VIP/IP Products

DVB-C2 (Digital Video Broadcast - Cable 2nd Generation) is an ETSI standard of the second generation for digital data transmission via cable networks. It complements the existing standards DVB-S2 and DVB-T2 for satellite and terrestrial communication and offers a capacityapproaching coding scheme. The Creonic DVB-C2 IP core integrates the forward error correction as defined by the standard (including LDPC and BCH decoder). It furthermore includes additional signal processing before and after forward error correction (soft-decision demapping, deinterleaving, descrambling).

DVB-RCS (Digital Video Broadcast - Interaction channel for satellite distribution systems) is an established ETSI standard for digital data transmission via satellites. It uses a 8-state double-binary turbo decoder that has an excellent error correction performance. This outstanding performance of the DVB-RCS turbo decoder makes it the ideal candidate for further applications where high spectral efficiency is key for lowering costs.

DVB-RCS2 (Digital Video Broadcast - Second Generation DVB Interactive Satellite System) is the latest ETSI standard of the second generation for digital data transmission via satellites. It uses a new 16-state doublebinary turbo decoder that significantly outperforms its dated 8-state counterpart of DVB-RCS. DVB-RCS2 is the first standard to adopt these highest performance turbo codes. New modulation schemes (8-PSK and 16-QAM) help to increase spectral efficiency even further. The outstanding error correction performance of the DVB-RCS2 turbo decoder makes it the ideal candidate for further applications where high spectral efficiency is key for lowering costs.

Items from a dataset
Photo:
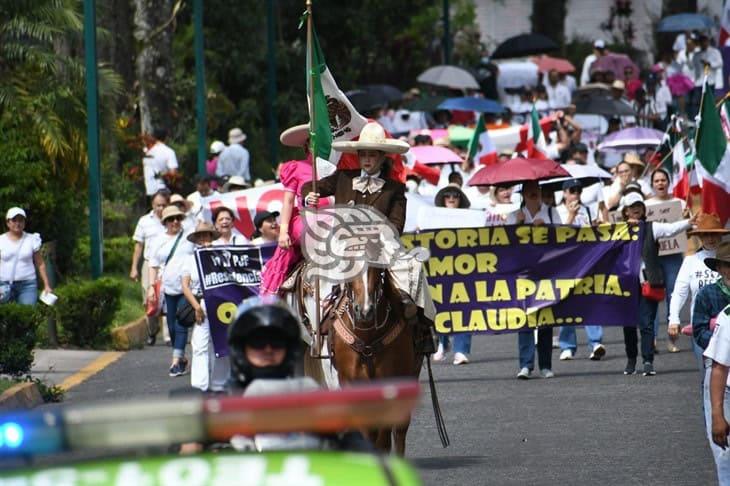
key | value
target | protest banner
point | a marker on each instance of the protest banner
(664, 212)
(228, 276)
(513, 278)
==
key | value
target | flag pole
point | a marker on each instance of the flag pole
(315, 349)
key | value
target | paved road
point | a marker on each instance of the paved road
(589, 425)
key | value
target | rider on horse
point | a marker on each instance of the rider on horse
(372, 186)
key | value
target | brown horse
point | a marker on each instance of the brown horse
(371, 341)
==
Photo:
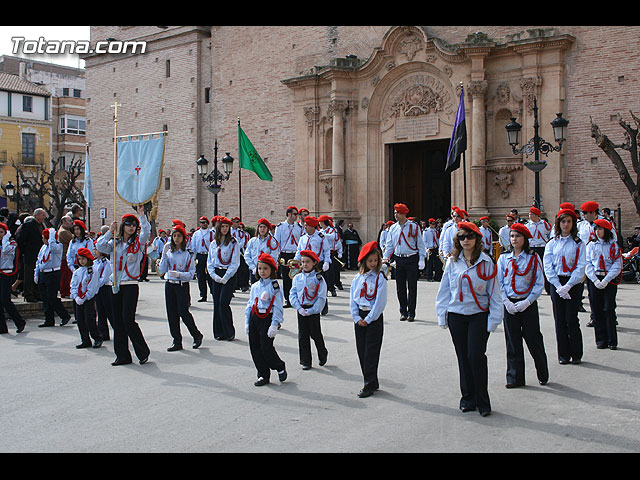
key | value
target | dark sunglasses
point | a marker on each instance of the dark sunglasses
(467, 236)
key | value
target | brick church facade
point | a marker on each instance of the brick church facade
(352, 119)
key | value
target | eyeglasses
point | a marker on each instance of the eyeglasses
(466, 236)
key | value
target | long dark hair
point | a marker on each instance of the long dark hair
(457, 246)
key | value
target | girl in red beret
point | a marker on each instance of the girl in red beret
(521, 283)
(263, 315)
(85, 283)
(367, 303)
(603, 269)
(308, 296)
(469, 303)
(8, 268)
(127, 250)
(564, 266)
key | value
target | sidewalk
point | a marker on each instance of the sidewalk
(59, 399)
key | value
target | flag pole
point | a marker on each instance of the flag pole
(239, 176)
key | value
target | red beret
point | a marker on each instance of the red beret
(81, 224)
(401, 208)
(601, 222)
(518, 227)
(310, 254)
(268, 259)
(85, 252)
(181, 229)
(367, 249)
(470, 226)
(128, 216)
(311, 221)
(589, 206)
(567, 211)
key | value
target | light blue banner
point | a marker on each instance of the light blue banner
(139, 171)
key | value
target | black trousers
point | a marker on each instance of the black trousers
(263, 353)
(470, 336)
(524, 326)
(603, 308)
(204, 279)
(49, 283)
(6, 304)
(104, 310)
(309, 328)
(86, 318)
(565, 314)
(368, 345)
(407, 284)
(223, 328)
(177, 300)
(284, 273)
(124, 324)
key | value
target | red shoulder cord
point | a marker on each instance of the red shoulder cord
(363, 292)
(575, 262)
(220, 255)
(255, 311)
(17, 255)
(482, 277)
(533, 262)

▸ **Goals**:
(1) Answer these questions from the product overview on DVB standards:
(a) Which two existing standards does DVB-C2 complement?
(b) How many states does the turbo decoder used in DVB-RCS have?
(c) Which new modulation schemes does DVB-RCS2 use to increase spectral efficiency?
(2) Copy from the product overview on DVB standards the passage starting with "DVB-C2 (Digital Video" and going on through "demapping, deinterleaving, descrambling).".

▸ **Expected outputs**:
(1)
(a) DVB-S2 and DVB-T2
(b) 8 states
(c) 8-PSK and 16-QAM

(2)
DVB-C2 (Digital Video Broadcast - Cable 2nd Generation) is an ETSI standard of the second generation for digital data transmission via cable networks. It complements the existing standards DVB-S2 and DVB-T2 for satellite and terrestrial communication and offers a capacityapproaching coding scheme. The Creonic DVB-C2 IP core integrates the forward error correction as defined by the standard (including LDPC and BCH decoder). It furthermore includes additional signal processing before and after forward error correction (soft-decision demapping, deinterleaving, descrambling).